## ENTRIES PROVIDED
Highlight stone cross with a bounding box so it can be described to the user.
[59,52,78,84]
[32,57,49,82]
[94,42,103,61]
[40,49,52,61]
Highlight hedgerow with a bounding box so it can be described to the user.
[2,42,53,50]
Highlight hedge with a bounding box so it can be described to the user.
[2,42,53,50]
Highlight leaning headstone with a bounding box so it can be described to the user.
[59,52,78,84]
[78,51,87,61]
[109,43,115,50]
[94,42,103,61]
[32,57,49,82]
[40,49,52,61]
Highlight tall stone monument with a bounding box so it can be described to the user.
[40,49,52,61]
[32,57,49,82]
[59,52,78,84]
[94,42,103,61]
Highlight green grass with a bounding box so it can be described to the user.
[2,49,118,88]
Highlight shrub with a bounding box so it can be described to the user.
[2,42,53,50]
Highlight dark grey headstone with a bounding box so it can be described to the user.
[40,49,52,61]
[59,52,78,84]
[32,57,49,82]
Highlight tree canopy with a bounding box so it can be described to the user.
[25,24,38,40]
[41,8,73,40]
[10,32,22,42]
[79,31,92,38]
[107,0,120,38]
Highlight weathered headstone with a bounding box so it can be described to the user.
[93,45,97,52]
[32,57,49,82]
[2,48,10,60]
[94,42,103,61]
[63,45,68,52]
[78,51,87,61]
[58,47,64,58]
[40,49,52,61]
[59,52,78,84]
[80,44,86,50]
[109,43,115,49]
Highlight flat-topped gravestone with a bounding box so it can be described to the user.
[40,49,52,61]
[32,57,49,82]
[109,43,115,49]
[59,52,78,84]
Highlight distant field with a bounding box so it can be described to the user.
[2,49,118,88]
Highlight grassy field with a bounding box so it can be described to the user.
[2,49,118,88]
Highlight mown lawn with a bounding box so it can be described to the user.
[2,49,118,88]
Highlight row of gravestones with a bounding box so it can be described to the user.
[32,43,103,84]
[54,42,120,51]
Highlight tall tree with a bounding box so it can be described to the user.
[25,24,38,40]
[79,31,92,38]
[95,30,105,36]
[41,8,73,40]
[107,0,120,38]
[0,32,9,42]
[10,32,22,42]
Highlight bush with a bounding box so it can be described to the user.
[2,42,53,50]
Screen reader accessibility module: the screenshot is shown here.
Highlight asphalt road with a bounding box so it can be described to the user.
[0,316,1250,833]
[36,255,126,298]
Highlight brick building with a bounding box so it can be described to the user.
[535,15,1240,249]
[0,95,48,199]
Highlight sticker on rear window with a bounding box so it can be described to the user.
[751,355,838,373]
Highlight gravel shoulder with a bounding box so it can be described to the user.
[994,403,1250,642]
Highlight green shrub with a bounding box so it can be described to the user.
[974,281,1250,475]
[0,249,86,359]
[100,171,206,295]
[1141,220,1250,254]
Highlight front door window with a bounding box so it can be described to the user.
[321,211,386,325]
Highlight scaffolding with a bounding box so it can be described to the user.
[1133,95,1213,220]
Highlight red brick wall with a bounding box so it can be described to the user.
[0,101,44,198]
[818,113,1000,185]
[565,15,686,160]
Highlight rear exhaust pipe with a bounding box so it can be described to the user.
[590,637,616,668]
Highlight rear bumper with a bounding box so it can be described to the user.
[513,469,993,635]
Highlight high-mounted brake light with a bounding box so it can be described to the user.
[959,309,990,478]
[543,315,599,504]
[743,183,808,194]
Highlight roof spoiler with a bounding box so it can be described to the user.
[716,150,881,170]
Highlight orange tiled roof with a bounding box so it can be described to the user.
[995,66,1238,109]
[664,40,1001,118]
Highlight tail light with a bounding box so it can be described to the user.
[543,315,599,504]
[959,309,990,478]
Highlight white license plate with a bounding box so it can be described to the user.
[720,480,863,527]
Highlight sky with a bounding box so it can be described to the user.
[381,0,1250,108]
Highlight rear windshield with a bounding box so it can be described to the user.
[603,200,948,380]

## GIVEN EXERCISE
Can you reproduce word for word every line of the entries from the one containing "Highlight red brick" through the one containing "[743,183,808,194]", both of those lines included?

## THE ANSWER
Highlight red brick wall with a bounding box so it can be described to the user.
[0,101,44,198]
[818,113,1000,185]
[565,15,686,160]
Highlight rear exhaust pipe with a bounding box so it can be described to the user.
[590,637,616,668]
Highlight rear bumper with a bounding box so it can be described to the user.
[513,469,993,635]
Highlight high-mounted brake light with a bounding box so it can be described to the user.
[959,309,990,478]
[543,315,599,504]
[743,183,808,194]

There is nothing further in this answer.